:: SELECTED EXCERPT ::
By Anne Thompson
6 May 2013

(NBC Nightly News) – Brian Williams: This is just the time of year when gardens across so much of our country should be buzzing with activity. beehives of activity, in fact. But those same bees that scared us to death as kids, we came to appreciate as adults for the work they do. The problem is those bees are scarce these days. something is killing the honey bees. it's having a huge ripple effect. Our report tonight from our chief environmental affairs correspondent Anne Thompson.

Denise Qualls: Hey, Gary. Denise Qualls, how are you?

Anne Thompson:  Denise is a match maker for farms and bees.

Denise Qualls: This year was almost a natural disaster.

Anne Thompson: Because the bee die-off, what some call colony collapse disorder, appeared to accelerate.

Brett Ady: This year it seemed like it got the whole nation.

Anne Thompson:  Brett Ady is the largest beekeeper in the country. A decade ago he figured on a 5% loss on hives. This winter he lost 42%.

Closeup view of a beehive. The bee die-off in the U.S. continued to accelerate in 2013. Photo: NBC Nightly News

Brett Ady: I don't think there is anybody else we can call to get bees if we have a shortage again.

Anne Thompson:  A shortage that drove bee prices sky high for almond farmer Eric Harksen.

Eric Harksen: It's a bidding war. Who has them, who doesn't, and how much you are willing to pay.

Anne Thompson:  He paid twice as much for bees this year as he did five years ago.

:: EXERCISE TASKS ::
- A) In the news transcript about the honey bee die-off, translate this sentence into Spanish: "He paid twice as much for bees this year as he did five years ago."
- B) Answer these questions from the bee die-off transcript:
(i) What does Denise Qualls say this year almost was?
(ii) What percentage loss on hives did Brett Ady figure on a decade ago?
(iii) What does Eric Harksen farm?
- C) Carry on the bee die-off news transcript from its last line, in the same format of speaker names followed by their lines.

:: DATA SEGMENT ::
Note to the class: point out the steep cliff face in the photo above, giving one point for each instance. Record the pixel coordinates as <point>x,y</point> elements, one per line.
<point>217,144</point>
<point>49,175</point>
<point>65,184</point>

:: SOLVED PROBLEMS ::
- A) Este año pagó por las abejas el doble de lo que pagó hace cinco años.

- B)
(i) A natural disaster.
(ii) 5%.
(iii) Almonds.

- C)
There are plenty of theories but no single cause as to what's killing the bees. The suspects include mites, diseases, weather, and pesticides. University of California at Davis researcher Eric Mucin found residues of 150 different chemicals in the bee colonies he's studied.

Eric Mucin: When you mix certain chemicals in together they become much more toxic to bees than either one alone would be.

Anne Thompson: The European Union voted to suspend the use of neonicotinoids, systemic pesticides widely used on corn, wheat, and soybeans, because of possible links to bee collapse. The pesticide industry disputes any connection, saying the scientific basis for such a decision is poor. For farmers who need bees, some are now so scared they are reserving bees five years in advance.

Denise Qualls: They have one chance to make their money. If you can't get it done with the bees, they're done.

Anne Thompson:  Nature's irreplaceable helper that none of us can do without. Anne Thompson, NBC News, Chicago.